What you will do: Pick out each line in the material below that contains the string "door", and copy those lines. Case counts.

Data shown:
┄┄┄┄┄┄┄┄┄┄┄┄┄┄┄┄┄┄┄┄

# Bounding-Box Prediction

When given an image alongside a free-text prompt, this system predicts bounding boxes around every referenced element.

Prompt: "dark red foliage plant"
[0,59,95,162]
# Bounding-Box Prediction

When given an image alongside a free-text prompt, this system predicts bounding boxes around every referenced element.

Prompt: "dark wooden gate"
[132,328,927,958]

┄┄┄┄┄┄┄┄┄┄┄┄┄┄┄┄┄┄┄┄

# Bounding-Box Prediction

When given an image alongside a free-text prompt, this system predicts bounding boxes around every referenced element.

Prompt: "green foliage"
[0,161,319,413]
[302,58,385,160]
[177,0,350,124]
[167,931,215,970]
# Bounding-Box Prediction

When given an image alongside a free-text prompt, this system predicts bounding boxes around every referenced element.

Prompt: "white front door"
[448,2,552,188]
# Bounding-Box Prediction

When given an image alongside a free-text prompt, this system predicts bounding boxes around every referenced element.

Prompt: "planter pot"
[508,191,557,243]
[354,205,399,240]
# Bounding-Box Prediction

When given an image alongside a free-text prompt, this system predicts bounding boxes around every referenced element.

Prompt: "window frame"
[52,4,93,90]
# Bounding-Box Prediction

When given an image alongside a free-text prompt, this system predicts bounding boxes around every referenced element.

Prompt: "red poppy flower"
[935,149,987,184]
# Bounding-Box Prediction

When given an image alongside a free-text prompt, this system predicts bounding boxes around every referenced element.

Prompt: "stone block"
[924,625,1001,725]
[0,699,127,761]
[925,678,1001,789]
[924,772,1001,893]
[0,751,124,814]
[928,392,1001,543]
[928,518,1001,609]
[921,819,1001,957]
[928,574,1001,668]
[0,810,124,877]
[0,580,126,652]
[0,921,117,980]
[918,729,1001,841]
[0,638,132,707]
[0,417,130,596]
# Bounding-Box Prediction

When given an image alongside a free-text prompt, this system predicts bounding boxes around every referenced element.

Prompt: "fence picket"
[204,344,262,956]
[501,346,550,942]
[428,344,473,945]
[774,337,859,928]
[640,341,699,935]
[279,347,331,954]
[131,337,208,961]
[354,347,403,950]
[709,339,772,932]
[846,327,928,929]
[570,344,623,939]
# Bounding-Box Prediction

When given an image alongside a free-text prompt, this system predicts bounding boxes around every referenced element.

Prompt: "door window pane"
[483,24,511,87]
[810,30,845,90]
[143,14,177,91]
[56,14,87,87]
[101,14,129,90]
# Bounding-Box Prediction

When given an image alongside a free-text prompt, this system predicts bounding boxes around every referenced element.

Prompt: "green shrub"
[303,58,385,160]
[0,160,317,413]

┄┄┄┄┄┄┄┄┄┄┄┄┄┄┄┄┄┄┄┄

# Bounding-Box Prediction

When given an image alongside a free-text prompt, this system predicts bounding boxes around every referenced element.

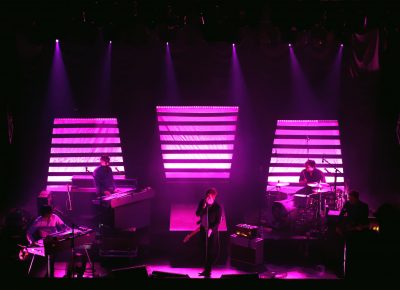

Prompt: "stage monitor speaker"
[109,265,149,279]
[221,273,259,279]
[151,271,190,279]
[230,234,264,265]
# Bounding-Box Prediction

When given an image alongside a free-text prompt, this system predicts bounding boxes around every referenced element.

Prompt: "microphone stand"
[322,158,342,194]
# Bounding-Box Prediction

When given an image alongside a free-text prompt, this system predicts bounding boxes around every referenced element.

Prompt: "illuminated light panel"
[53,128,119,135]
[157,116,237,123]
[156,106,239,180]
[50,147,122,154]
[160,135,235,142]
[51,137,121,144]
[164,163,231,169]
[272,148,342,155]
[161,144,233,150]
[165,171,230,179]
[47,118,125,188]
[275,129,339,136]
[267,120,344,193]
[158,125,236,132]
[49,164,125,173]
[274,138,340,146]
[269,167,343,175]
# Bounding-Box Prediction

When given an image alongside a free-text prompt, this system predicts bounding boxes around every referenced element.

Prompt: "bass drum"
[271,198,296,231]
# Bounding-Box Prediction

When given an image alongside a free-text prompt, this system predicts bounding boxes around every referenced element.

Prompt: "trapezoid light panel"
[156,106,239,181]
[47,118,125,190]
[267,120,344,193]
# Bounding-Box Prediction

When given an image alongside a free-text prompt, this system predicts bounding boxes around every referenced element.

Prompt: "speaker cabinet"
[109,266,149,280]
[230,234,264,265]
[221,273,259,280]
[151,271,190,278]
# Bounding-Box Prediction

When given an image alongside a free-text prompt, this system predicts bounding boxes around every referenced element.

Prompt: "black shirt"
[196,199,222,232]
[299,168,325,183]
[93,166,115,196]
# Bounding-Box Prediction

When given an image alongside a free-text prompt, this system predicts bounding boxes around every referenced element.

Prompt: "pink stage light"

┄┄┄┄┄┄┄┄┄┄┄┄┄┄┄┄┄┄┄┄

Solution to the exercise:
Prompt: "white front door"
Prompt: "door window pane"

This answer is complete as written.